===== Stored data =====
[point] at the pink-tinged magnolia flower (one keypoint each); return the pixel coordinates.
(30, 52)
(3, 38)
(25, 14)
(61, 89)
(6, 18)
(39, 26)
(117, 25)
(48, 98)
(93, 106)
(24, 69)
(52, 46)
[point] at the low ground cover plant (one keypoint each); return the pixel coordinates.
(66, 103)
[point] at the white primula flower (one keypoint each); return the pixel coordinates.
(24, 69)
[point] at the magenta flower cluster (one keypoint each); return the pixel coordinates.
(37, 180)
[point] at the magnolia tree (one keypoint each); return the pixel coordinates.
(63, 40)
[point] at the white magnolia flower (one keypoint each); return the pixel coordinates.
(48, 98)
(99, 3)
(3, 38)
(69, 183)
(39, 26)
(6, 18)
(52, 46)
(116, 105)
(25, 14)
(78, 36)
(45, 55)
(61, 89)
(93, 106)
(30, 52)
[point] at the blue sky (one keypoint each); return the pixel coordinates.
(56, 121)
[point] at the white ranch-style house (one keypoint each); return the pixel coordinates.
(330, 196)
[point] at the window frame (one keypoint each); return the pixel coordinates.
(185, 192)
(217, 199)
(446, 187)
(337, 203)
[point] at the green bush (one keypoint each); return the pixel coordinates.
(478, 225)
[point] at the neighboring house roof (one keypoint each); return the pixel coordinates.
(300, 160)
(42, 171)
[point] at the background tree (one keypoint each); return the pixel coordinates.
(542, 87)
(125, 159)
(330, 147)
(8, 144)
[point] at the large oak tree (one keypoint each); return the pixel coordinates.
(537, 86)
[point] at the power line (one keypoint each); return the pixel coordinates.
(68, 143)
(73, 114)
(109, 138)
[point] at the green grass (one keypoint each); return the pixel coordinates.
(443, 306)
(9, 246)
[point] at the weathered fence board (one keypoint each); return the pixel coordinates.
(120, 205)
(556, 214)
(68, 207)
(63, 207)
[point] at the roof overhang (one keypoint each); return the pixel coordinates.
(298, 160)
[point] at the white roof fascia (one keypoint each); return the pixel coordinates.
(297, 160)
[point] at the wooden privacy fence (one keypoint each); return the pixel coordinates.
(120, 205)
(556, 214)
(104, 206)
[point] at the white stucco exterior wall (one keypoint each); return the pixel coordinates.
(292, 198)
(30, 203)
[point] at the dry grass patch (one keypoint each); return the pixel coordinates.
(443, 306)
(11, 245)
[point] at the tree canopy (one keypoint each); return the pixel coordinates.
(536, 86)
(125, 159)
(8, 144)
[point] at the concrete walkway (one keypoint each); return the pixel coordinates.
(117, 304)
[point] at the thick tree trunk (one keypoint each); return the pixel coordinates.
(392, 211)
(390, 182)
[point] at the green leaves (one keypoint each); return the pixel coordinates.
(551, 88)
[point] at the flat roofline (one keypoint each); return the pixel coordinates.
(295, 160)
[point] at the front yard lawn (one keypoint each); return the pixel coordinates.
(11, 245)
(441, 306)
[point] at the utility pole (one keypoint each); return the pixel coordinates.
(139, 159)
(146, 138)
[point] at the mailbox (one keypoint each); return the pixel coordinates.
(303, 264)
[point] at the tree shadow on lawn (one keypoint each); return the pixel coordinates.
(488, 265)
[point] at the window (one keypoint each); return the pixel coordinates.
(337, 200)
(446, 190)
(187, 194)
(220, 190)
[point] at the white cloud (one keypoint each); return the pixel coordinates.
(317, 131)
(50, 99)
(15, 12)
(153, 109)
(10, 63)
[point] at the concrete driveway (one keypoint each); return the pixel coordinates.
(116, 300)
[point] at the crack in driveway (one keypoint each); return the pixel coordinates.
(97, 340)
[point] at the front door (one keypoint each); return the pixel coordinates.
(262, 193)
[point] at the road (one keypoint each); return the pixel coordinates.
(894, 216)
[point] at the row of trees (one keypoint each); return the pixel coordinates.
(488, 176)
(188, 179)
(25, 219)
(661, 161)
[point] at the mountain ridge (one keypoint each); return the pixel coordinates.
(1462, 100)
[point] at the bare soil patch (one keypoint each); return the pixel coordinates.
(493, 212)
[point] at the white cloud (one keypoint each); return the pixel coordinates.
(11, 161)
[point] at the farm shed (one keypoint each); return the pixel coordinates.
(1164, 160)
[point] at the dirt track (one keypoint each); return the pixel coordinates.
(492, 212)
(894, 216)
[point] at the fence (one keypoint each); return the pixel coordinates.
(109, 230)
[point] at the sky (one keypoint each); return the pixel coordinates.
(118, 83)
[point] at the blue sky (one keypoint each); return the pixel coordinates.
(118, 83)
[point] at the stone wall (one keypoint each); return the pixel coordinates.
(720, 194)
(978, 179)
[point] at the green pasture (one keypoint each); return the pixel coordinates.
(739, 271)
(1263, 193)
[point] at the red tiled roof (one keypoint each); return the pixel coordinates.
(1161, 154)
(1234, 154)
=====
Task instructions
Starting from the line with "[point] at the bare" and ending with the final line of the data, quote every line exactly, both ends included.

Reply
[point] at the bare soil patch (one keypoint each); return the pixel coordinates.
(493, 212)
[point] at the white cloud (one keypoint each); return the pixel coordinates.
(11, 161)
[point] at the farm shed (one keypoint each); return the pixel coordinates.
(1164, 160)
[point] at the dirt track (one keypoint each); return the pixel coordinates.
(492, 212)
(894, 216)
[point] at the fence (one keypoint each); return the pixel coordinates.
(109, 230)
[point] at the sky (one keypoint each); return the pixel coordinates.
(118, 83)
[point] at the blue sky (one keypoint each); return the pixel coordinates.
(118, 83)
[point] at the stone wall (one keypoint each); return the pixel coordinates.
(720, 194)
(978, 179)
[point] at the green pasture (one keypoint each); return the pixel coordinates.
(739, 271)
(1263, 193)
[point] at the red tiled roof (one keypoint each); return the pixel coordinates.
(1161, 154)
(1234, 154)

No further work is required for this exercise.